### TASK GOAL
Count the lines in the data below that contain the word "umbrella", and reply with that number alone.

### DATA SUPPLIED
· · · · · · ·

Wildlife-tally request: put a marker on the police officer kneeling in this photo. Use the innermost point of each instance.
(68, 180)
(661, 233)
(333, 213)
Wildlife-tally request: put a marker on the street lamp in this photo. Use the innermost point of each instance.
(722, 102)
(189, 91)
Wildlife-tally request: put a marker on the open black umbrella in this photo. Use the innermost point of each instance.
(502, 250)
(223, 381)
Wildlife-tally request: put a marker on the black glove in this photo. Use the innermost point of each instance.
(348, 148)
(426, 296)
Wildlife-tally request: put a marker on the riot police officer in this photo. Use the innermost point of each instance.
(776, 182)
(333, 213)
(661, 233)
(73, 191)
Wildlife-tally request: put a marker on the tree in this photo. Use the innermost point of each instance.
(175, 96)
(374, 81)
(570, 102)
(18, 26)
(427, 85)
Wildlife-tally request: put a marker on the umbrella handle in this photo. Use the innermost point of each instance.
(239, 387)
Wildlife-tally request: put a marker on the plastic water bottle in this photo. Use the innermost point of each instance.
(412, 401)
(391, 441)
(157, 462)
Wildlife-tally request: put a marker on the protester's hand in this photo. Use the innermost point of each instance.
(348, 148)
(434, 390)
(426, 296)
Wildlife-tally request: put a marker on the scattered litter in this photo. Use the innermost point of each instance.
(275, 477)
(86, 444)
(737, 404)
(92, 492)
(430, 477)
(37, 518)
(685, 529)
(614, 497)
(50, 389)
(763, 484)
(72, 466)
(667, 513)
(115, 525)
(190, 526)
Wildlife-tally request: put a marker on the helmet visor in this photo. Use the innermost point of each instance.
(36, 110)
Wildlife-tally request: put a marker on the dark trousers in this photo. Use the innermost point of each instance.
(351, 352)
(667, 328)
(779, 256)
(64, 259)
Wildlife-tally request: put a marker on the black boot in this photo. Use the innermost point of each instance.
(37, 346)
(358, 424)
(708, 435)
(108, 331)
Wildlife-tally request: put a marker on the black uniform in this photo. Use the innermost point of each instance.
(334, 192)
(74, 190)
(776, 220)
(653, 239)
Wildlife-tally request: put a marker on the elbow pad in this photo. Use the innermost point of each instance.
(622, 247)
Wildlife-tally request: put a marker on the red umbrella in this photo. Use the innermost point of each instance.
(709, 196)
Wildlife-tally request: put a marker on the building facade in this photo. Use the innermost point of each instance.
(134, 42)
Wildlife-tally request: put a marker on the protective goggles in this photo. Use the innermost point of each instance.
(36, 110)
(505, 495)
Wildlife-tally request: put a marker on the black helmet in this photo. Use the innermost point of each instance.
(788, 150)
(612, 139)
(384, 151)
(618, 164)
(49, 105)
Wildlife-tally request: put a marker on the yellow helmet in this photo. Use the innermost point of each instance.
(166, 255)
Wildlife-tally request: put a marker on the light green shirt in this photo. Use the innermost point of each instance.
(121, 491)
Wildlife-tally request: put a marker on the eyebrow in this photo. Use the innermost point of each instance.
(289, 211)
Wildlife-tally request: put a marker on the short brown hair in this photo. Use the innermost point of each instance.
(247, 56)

· · · · · · ·

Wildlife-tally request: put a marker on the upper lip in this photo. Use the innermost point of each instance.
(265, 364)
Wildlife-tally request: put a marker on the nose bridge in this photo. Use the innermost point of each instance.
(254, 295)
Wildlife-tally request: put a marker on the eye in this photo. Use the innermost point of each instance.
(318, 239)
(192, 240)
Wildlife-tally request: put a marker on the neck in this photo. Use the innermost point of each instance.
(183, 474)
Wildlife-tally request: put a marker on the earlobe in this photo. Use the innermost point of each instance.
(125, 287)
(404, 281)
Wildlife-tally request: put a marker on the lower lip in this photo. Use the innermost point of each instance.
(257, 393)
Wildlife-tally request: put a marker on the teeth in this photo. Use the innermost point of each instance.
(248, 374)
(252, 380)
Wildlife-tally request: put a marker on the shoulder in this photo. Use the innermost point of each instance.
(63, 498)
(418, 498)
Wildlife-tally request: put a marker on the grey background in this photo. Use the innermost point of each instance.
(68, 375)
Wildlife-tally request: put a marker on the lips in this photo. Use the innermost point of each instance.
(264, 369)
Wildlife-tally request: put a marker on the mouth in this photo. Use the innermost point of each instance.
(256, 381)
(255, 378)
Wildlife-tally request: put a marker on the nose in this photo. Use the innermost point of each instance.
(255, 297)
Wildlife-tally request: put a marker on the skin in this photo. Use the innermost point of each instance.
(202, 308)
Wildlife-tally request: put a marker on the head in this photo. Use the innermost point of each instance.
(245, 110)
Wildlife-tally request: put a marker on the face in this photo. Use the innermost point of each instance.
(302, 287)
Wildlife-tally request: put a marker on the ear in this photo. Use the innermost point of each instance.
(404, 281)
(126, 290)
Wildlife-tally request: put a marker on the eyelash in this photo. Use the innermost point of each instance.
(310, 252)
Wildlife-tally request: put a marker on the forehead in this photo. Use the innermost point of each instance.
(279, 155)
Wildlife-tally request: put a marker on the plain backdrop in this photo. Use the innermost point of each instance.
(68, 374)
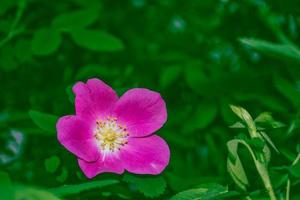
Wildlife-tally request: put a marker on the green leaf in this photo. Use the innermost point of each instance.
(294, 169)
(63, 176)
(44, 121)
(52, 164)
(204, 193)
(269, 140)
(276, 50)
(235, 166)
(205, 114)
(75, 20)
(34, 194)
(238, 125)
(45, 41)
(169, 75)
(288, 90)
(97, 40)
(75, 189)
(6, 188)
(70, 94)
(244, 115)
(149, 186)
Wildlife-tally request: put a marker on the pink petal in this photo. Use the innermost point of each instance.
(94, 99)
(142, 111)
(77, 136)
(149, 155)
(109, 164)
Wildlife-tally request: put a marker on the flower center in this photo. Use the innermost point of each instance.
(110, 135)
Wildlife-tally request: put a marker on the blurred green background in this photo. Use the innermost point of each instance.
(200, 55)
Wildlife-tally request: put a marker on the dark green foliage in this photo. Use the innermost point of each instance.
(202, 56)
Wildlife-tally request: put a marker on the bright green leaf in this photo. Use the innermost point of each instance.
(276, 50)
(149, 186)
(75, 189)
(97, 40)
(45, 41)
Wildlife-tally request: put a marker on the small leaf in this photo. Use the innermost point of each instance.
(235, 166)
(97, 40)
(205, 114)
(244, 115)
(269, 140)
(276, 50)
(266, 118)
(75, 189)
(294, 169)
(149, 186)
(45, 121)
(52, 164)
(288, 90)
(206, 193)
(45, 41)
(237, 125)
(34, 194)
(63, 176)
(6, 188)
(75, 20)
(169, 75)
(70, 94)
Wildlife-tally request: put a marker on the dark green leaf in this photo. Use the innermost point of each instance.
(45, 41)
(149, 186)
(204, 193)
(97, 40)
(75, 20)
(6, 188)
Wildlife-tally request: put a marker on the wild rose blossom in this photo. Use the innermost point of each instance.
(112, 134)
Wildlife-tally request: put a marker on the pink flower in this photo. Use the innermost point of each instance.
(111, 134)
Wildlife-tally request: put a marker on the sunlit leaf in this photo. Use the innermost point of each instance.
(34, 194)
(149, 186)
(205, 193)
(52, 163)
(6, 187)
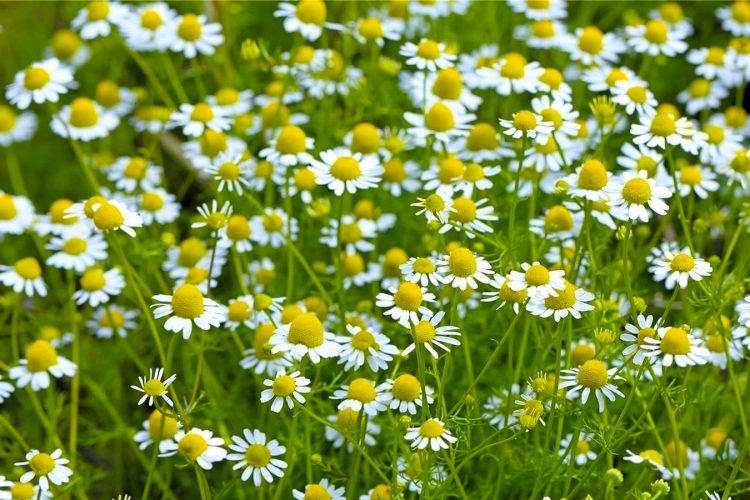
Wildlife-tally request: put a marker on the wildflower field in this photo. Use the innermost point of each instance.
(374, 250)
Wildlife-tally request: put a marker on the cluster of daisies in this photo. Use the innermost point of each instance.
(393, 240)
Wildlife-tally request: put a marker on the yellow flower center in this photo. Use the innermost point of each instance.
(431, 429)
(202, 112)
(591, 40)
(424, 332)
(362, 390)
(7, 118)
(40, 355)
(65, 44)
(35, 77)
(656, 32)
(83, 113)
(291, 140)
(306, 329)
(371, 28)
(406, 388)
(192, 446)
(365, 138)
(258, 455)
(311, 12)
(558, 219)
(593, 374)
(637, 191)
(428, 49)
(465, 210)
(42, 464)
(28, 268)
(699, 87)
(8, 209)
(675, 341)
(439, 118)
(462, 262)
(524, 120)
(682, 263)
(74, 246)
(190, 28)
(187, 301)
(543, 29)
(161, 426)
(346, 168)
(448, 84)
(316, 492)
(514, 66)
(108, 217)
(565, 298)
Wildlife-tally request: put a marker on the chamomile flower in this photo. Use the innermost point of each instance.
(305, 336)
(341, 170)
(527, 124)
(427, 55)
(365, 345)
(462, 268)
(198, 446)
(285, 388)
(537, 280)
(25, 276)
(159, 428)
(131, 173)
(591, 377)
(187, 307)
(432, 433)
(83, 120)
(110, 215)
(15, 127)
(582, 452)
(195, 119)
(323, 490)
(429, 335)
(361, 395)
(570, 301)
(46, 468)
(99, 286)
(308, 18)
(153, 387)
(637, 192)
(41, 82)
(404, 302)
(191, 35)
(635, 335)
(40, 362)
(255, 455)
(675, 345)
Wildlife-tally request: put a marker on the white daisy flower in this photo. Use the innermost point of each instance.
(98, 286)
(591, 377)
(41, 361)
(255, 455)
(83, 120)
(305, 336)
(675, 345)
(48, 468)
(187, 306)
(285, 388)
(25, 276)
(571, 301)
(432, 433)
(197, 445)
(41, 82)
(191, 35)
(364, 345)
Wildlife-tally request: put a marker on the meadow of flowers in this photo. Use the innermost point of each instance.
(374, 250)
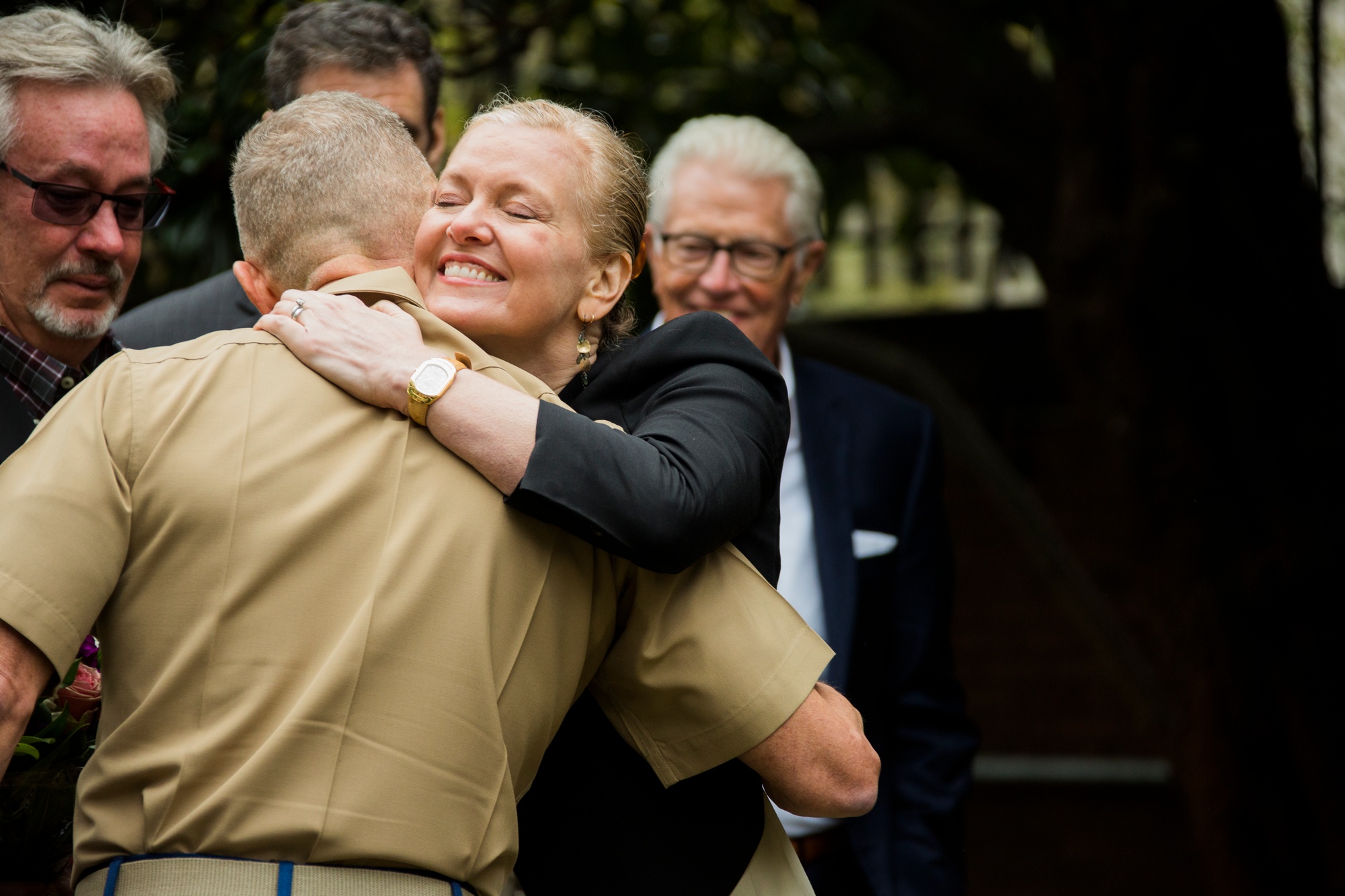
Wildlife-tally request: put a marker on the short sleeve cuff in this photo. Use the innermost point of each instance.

· · · · · · ·

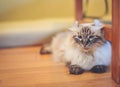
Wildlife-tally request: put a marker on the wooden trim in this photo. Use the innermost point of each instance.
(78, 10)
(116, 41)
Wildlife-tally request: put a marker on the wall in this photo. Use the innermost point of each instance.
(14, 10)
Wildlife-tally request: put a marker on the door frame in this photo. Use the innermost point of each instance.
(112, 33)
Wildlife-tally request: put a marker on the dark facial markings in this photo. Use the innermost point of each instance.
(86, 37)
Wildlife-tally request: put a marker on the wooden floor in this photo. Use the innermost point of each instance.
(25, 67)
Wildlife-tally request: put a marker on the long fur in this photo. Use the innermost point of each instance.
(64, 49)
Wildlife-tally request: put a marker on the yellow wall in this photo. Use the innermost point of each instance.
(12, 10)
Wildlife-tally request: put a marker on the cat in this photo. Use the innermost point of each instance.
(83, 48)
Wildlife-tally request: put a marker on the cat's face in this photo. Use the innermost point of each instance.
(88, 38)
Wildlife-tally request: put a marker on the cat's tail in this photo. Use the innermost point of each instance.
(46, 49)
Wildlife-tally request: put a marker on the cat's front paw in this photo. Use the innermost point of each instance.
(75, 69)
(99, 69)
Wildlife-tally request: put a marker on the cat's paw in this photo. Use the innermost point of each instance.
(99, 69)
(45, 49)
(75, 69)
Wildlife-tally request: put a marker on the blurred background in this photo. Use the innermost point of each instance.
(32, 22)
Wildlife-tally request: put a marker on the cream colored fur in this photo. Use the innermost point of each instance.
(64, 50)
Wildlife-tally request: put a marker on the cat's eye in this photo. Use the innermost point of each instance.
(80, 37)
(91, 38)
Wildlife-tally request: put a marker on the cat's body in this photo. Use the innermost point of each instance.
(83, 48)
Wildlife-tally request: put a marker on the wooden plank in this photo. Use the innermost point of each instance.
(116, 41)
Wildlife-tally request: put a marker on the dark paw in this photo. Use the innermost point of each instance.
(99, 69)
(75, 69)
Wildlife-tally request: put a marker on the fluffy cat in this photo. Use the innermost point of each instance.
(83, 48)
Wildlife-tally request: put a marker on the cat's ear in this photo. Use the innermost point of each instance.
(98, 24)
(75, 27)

· · · · · · ·

### OUTPUT FOR THIS TASK
3